**Exercise instructions**
[1] In the forum post on dictatorship, reproduce the passage between "Sorry, but anybody" and "of that God.", inclusive, swapping "followers" for "disciples".
[2] List every political leader named in the forum post on dictatorship.

[Start of Extracted text]

Message 27 of 145 (425111)
09-30-2007 1:26 PM
Reply to: Message 22 by Archer Opteryx
09-30-2007 6:36 AM


Re: Dictatorship happens
Stalin, Mao, and Pol Pot were not leaders of 'religious movments.
Sorry, but anybody who is ascribed supernatural powers by his followers - like the ability to see out through paintings of himself, or to "reverse" radios and TV's into surveillance devices - is the figurehead of a religious movement, by definition.
One is belief in God and in worship of that God.
Except for all the religions that believe in many Gods, or don't nominally believe in a God at all (like some varieties of Buddhism.)
It's belief in the supernatural, characterized by faith-based thinking, that represents religion. And that belief certainly typified the movements of Stalin, Mao, and Pol Pot.
The other is 'a bad way of thinking' that can be anything whatever so long as it brings unsavory people to power like Stalin and Mao.
It's just faith-based thinking. The same thought that typifies adherents of religion typifies the adherents of the movements of Stalin, Mao, and Pol Pot.
If you have another word in mind for "a movement characterized by faith-based thinking and investment of supernatural power in an infallible leader" besides "religion", I'm all ears and I'll begin using it, I assure you.

[End of Extracted text]
[Start of Recorded data]

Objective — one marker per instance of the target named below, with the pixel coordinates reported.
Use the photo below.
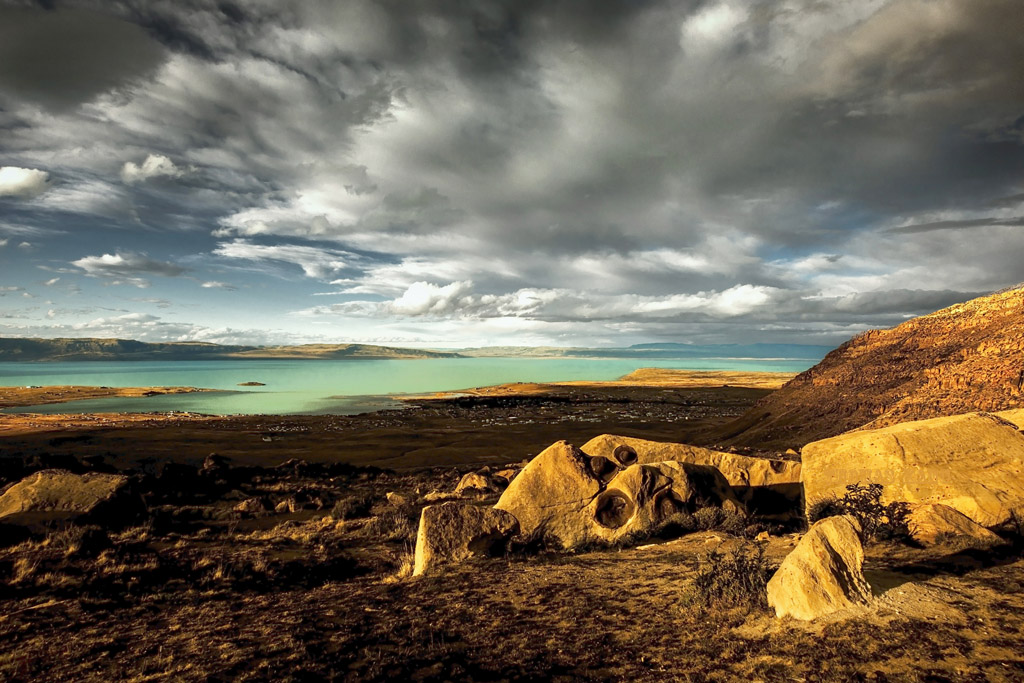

[End of Recorded data]

**Solutions for each task**
[1]
Sorry, but anybody who is ascribed supernatural powers by his disciples - like the ability to see out through paintings of himself, or to "reverse" radios and TV's into surveillance devices - is the figurehead of a religious movement, by definition.
One is belief in God and in worship of that God.

[2] Stalin, Mao, Pol Pot